(begin)

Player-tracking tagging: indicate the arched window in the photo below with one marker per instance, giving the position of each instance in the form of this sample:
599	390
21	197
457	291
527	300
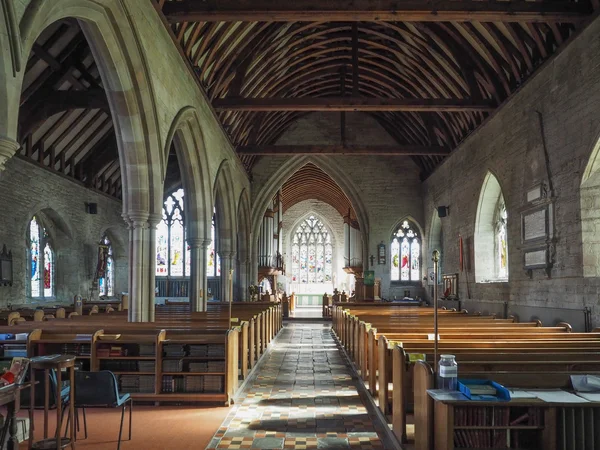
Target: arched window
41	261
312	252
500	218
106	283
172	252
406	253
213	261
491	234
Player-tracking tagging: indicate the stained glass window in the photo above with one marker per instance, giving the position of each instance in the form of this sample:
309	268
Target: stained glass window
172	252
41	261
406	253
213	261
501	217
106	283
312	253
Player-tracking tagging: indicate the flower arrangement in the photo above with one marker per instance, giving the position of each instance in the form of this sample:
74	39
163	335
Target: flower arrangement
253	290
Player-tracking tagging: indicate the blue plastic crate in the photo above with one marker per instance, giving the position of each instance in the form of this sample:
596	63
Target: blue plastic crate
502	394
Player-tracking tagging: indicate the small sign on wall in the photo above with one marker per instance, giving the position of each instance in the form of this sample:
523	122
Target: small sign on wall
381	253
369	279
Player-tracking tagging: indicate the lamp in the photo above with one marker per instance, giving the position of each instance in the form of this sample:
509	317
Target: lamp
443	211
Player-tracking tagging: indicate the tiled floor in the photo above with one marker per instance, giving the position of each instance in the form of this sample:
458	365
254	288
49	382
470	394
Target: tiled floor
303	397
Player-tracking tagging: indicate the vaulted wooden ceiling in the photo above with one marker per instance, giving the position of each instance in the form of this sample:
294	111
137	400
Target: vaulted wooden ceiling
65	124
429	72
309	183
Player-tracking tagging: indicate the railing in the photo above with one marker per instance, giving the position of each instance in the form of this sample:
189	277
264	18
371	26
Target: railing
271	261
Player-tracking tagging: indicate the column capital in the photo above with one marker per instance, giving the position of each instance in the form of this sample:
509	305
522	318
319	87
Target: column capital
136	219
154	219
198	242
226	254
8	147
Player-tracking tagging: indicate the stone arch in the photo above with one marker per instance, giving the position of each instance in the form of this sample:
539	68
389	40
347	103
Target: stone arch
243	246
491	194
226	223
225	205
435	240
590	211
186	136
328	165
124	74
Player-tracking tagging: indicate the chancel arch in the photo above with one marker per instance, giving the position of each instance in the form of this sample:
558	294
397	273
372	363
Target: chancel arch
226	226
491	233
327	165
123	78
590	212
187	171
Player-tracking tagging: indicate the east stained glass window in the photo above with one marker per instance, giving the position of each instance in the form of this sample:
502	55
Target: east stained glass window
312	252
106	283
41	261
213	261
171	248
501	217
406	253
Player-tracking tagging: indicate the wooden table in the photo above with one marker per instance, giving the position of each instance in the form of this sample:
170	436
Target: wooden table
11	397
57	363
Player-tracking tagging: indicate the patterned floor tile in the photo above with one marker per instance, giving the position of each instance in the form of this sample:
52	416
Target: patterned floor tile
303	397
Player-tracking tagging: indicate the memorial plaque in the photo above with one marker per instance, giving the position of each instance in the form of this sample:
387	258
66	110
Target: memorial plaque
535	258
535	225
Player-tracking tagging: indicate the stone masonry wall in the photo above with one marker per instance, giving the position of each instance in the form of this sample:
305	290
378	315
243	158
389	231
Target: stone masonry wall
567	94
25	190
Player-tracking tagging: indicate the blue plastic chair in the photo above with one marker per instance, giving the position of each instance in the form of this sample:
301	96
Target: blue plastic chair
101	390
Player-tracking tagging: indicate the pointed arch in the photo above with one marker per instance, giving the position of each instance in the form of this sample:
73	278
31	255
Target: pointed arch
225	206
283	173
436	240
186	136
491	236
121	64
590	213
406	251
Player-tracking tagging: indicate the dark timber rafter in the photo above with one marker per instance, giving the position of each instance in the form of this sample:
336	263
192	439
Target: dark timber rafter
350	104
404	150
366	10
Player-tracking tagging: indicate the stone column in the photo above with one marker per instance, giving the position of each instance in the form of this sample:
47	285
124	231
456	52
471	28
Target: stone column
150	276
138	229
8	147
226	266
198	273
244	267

(end)

Quote the records above exactly, leaving out any pictures.

Player-tracking tagging: indicate the arched window in the photo below with one marker per instance, giving the position of each instance in the form of this sample:
599	390
21	197
457	291
527	300
Target: arched window
41	261
312	252
500	218
106	283
172	252
406	253
213	261
491	234
Player-tracking tagging: indicate the stained glass window in the photo above with one marker per instance, giving the position of each instance in the form of this sample:
309	268
Target: stained glass window
172	252
41	261
406	253
213	261
501	217
106	283
312	253
Player-tracking tagging: indicate the flower arrangement in the photo above with one marker per instance, giving the position of each instance in the form of this sample:
74	39
163	335
Target: flower arrangement
253	290
Player-tracking tagging: indicate the blue plastic crate in the photo above with one marker per instance, giving the position of each instance in the form of this sample:
596	63
Target: blue plastic crate
502	394
Player-tracking tagging: indicate the small sign on wall in the photo above with one marker per instance, giving the position of each instance in the form of this sample:
523	122
Target: small sign on wall
381	253
369	279
Player-tracking tagging: indicate the lamp in the photo above with one marker per instance, giving the position of each instance in the form of this sample:
509	317
Target: lamp
443	211
Player-tracking tagging: indicate the tiled floor in the photo above with one marker per instance, giving the position of each instance in the form of this sample:
458	365
254	288
49	382
470	394
Target: tiled floor
303	397
Player-tracking tagging: indicate the vaulted wooden ceiling in the photo above with one marker per instance, giving the position of each instance in the form of this sample:
294	111
137	400
Target: vaulted wooden ceiling
65	124
429	72
309	183
Player-tracking tagging: indicate the railing in the photo above with one marker per instance, giving the position of each instance in the form of this sample:
189	277
264	18
371	26
Target: railing
271	261
Player-tracking tagging: indicate the column capital in the photo above with one marker per instance, giving the position of each instance in the form of this sample:
509	305
522	318
319	87
Target: column capital
136	219
154	219
198	242
226	254
8	147
Player-tracking tagging: indicate the stone arch in the photo above with one marker per instance, giving the position of each instance in the form of this sample:
539	68
389	40
347	103
Target: stone arch
243	246
491	194
226	223
225	205
435	240
590	211
186	136
328	165
124	74
Player-tracking tagging: indicate the chancel arch in the photo above with one marker per instance, giving the position of each instance in the form of this sample:
558	294
397	273
372	363
Target: chancel arch
226	226
491	233
327	165
123	78
590	212
187	171
Player-tracking tagging: indicate the east stained glass window in the photo above with one marker per instance, giving the position of each instance in the form of this sample:
502	55
Target: east stained glass window
312	252
106	283
41	261
213	261
171	248
501	217
406	253
Player-tracking tagging: indicate the wooden table in the photo above with one marker per instance, giving the position of each instance in the form of this sample:
170	436
Target: wooden table
11	397
57	363
Player-tracking tagging: indicate the patterned floor tile in the photo above with one marker per instance, giving the position of each instance in the form of this sample:
52	416
Target: patterned floor tile
303	397
Player-tracking tagging: indicate the memorial plaque in the photo above with one marker per instance, giving the position of each instance in the form of this sample:
387	258
66	110
Target: memorial plaque
535	258
535	225
Player-tracking tagging: indicate the stone masonry wall in the photo above with one marker per instance, giving the position of each instance in the form of this sample:
305	290
378	315
243	158
389	231
Target: stone masonry wall
567	94
25	190
Player-tracking tagging: indicate the blue plastic chair in the photo above with one marker per instance, giving the position of each instance in the form of this sample:
301	96
Target: blue plastic chair
101	390
Player-tracking tagging: indicate the pointed arch in the photo above with one marker per instance, giving the position of each instance in the form of this sample:
73	278
31	255
Target: pointed arch
225	206
283	173
436	240
186	136
491	236
121	64
590	213
406	251
Player-tracking tagging: indicate the dark timber rafter in the photo above with one marker per instance, giving the position of each instance in the form of this sample:
336	263
192	439
Target: dark timber rafter
350	104
404	150
366	10
Player-tracking tagging: indicate the stone column in the photo above with one marker per instance, giving the position of each instance in the form of this sample:
47	285
124	231
456	52
471	28
Target: stone column
150	276
138	229
8	147
226	266
198	273
244	267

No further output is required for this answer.